● Given passage:
Re: [CF-metadata] non-standard standard_names

2010-05-13 Thread Lowry, Roy K
Dear All,

The 'fast track' approach being discussed has promise and is pretty much in 
line with the ISO vocabulary model (in which terms have proposed, accepted, 
deprecated or deleted) used in resources like the GEMET thesaurus. However, 
there are important details to consider, such as version management (what event 
triggers the publication of a new version of the vocabulary?).

I am more uncomfortable with concept of community namespace Standard Name lists 
- I see this as the route to data ghettos (and don't truly believe that the 
Semantic Web would prevent this as nobody will bother doing the mappings)- and 
specialized standard names (in my view its either a Standard Name or it isn't 
and we have to accept that the nature of Standard Name is moving away from the 
purity of a geophysical phenomenon).

● Tasks for this exercise:
1 > In the message, which states can a term have under the ISO vocabulary model? List all of them.
2 > According to the message, which thesaurus is one of the resources that use the ISO vocabulary model?
3 > Could you give again the part of the message that opens with the words containing "The 'fast track'" and closes with "of the vocabulary?).", swapping "thesaurus" for "glossary"?

● Raw data:
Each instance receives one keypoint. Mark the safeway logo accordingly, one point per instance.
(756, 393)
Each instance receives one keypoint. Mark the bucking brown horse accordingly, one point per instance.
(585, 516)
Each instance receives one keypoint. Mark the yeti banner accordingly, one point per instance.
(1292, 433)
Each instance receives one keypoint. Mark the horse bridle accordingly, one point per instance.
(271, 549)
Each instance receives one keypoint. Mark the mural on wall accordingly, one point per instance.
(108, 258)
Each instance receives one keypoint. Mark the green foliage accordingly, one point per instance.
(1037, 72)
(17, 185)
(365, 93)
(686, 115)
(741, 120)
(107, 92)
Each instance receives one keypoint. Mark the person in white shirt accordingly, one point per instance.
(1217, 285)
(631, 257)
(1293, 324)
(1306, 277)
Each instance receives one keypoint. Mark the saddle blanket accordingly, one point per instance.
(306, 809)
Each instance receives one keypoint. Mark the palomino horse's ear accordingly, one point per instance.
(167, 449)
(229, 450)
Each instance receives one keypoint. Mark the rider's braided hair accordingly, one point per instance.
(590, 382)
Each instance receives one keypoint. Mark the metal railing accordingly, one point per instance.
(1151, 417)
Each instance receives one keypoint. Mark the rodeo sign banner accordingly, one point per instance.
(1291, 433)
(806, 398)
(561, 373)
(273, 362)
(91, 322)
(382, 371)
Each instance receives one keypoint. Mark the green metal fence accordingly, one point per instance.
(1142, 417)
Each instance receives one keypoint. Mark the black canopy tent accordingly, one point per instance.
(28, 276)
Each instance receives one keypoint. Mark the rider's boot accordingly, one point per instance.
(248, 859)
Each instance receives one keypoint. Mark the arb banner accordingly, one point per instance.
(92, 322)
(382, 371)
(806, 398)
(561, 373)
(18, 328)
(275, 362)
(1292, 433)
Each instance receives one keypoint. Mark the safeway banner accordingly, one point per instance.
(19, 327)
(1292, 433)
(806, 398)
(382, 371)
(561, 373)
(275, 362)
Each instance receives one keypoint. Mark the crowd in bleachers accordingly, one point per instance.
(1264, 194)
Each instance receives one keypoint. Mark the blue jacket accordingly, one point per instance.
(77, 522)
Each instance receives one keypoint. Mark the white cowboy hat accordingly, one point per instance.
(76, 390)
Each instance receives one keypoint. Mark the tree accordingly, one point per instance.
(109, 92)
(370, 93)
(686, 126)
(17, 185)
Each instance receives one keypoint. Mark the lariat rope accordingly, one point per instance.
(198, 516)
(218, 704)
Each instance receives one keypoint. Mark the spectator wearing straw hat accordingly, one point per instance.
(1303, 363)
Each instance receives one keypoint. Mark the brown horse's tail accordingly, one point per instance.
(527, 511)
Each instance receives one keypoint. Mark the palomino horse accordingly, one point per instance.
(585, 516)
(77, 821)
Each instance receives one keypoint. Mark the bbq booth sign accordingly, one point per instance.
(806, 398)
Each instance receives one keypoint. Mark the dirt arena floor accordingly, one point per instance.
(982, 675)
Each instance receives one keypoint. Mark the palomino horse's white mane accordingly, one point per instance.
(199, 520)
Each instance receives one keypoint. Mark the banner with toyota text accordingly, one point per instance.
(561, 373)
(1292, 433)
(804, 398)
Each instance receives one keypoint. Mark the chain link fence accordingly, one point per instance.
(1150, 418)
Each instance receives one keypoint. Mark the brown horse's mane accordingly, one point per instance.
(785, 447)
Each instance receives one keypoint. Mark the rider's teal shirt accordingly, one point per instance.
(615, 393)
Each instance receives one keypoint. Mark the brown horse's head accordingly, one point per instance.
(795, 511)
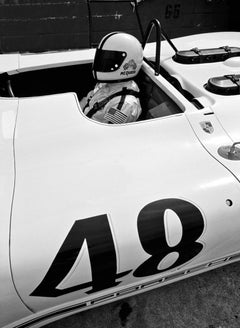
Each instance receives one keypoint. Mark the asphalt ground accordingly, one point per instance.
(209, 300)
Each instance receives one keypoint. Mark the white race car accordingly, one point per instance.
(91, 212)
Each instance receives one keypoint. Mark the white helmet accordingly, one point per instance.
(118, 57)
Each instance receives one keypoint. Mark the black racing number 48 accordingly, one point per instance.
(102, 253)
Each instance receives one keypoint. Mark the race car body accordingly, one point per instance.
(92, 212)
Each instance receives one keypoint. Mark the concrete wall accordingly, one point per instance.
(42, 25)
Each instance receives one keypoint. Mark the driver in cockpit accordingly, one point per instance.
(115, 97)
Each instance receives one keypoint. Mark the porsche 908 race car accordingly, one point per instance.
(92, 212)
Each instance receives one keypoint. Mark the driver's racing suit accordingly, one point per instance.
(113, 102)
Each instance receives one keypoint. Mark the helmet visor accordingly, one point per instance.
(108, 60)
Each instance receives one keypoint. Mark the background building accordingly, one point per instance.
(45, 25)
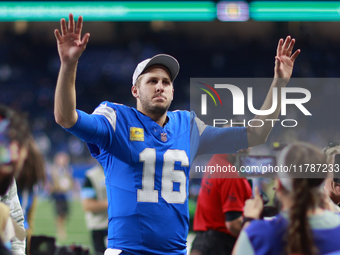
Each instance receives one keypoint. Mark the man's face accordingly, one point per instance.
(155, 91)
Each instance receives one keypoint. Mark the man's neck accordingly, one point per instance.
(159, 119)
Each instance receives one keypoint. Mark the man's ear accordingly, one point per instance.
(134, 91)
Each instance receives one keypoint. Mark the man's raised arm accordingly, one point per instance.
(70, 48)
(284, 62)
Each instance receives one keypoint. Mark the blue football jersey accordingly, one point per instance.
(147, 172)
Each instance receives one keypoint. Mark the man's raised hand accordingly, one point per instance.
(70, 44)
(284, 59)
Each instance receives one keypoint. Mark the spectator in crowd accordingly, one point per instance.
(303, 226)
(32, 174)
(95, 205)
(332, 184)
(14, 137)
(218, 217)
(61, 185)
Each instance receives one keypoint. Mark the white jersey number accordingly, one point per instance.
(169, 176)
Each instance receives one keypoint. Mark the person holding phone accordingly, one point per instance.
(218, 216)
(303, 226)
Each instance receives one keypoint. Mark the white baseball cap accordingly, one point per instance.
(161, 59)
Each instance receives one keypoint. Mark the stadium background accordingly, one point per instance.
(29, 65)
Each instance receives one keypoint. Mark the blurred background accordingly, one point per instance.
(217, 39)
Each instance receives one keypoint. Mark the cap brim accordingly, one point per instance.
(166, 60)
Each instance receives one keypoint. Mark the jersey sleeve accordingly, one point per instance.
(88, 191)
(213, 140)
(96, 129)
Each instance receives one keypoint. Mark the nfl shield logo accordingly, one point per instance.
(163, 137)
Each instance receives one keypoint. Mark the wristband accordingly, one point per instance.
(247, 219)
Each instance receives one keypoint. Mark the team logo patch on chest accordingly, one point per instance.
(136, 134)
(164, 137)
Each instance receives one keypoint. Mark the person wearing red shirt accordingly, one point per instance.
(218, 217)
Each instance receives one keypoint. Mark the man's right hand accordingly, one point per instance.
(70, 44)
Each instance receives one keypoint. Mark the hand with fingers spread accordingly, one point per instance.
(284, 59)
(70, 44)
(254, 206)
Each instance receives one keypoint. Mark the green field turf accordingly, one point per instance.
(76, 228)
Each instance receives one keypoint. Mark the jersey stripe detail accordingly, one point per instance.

● Responses:
1 > Proposed, accepted, deprecated, deleted

2 > The GEMET thesaurus.

3 >
The 'fast track' approach being discussed has promise and is pretty much in 
line with the ISO vocabulary model (in which terms have proposed, accepted, 
deprecated or deleted) used in resources like the GEMET glossary. However, 
there are important details to consider, such as version management (what event 
triggers the publication of a new version of the vocabulary?).